[START Text extract]

A prison chaplain who admitted to sexually assaulting three prisoners may spend less than a year behind bars. Why don’t we seem to care?

by Melissa Jeltsen, Huffington Post

When Leticia Villarreal, 42, began her prison sentence at McPherson Unit, a women’s facility in Arkansas, she throbbed with anger and pain. She was an undocumented immigrant from Mexico. She didn’t speak English. No one visited, no one called. She deeply missed her children. She was, for the first time in her life, utterly alone.

And then, she found God.

Kenneth Dewitt, a charismatic prison chaplain, welcomed her into the Principles and Applications for Life, or PAL, program – a religious initiative for prisoners that’s based on the teachings of disgraced evangelical fundamentalist Bill Gothard.

Women in the PAL program lived in a separate barracks and dedicated much of their days to study and prayer. It was quieter and cleaner than living with the general population, Villarreal said, an overall improvement in quality of life. And it was rumored among prisoners that participating in the program looked good on a record, especially if parole was possible.

[END Text extract]
[START Stored rows]

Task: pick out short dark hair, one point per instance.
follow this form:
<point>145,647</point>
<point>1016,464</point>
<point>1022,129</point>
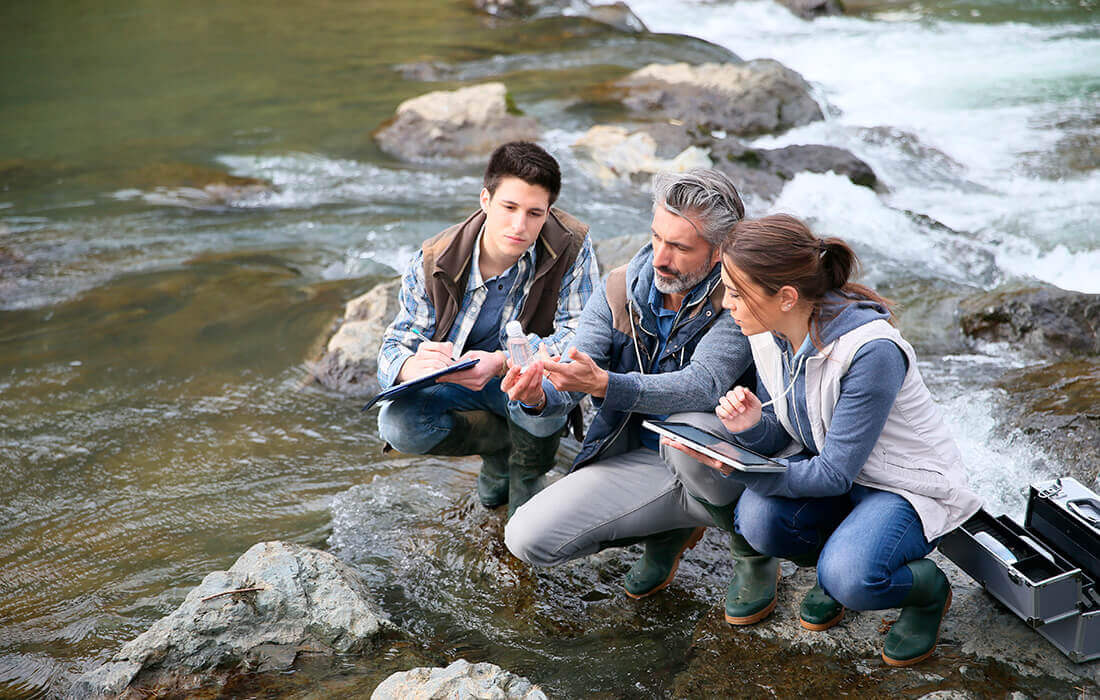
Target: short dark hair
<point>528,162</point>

[END Stored rows]
[START Stored rows]

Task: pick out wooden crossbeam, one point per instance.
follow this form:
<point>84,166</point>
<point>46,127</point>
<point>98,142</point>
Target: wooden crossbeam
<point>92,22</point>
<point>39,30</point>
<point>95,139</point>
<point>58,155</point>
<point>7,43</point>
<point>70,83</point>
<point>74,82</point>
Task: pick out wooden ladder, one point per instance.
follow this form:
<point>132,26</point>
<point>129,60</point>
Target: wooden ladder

[END Stored rows]
[START Stored rows]

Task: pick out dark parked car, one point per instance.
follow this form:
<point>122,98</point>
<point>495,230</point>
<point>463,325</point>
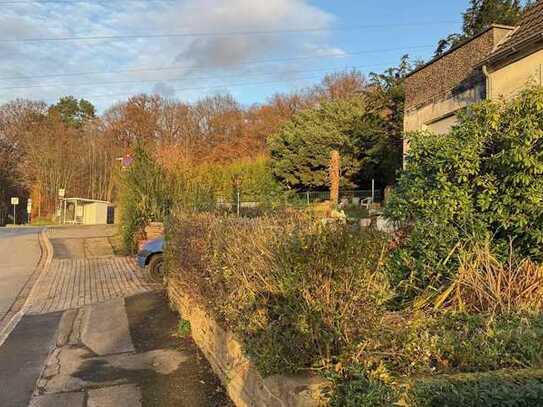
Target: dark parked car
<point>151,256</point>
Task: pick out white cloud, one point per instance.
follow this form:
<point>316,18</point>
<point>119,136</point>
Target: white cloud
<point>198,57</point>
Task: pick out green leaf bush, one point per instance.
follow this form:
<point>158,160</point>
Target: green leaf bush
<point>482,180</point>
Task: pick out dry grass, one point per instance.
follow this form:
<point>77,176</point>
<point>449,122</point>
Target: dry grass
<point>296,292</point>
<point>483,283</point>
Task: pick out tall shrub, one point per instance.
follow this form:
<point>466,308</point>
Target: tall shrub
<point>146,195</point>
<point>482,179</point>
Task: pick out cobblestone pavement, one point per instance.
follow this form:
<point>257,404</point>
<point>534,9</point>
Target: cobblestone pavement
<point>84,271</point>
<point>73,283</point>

[END Stored rows]

*Your task:* Extend the article about the Arkansas prison chaplain and the PAL program, starting after its last sentence. The records come from a different source than the article.

*The output:*
According to conversations with former PAL participants, Dewitt would give daily lectures on topics such as personal responsibility, curing impure thoughts and the importance of submitting to authority – both within a family structure, meaning a wife should submit to her husband, and inside the prison where they were all stuck.

Villarreal grew hopeful about life, even though she faced a 40-year sentence for the manufacture, delivery and possession of a controlled substance.

“I began to apply myself to study,” she said. “I knew I needed to change, I just didn’t know how.”

After Villarreal had been in the program a few years, Dewitt invited her to receive individual training, and requested she report to his office at 6 a.m. one Monday. She was excited to be singled out, she said, and eager for advanced instruction.

When she arrived, Villarreal told The Huffington Post, Dewitt said he knew exactly what she needed: to be touched. Intimately. For a few minutes each morning, the guards in the hallway outside Dewitt’s office left to perform a prisoner count. The chaplain chose that moment to fondle her breasts and buttocks, she said.

That morning was just the beginning of her nightmare.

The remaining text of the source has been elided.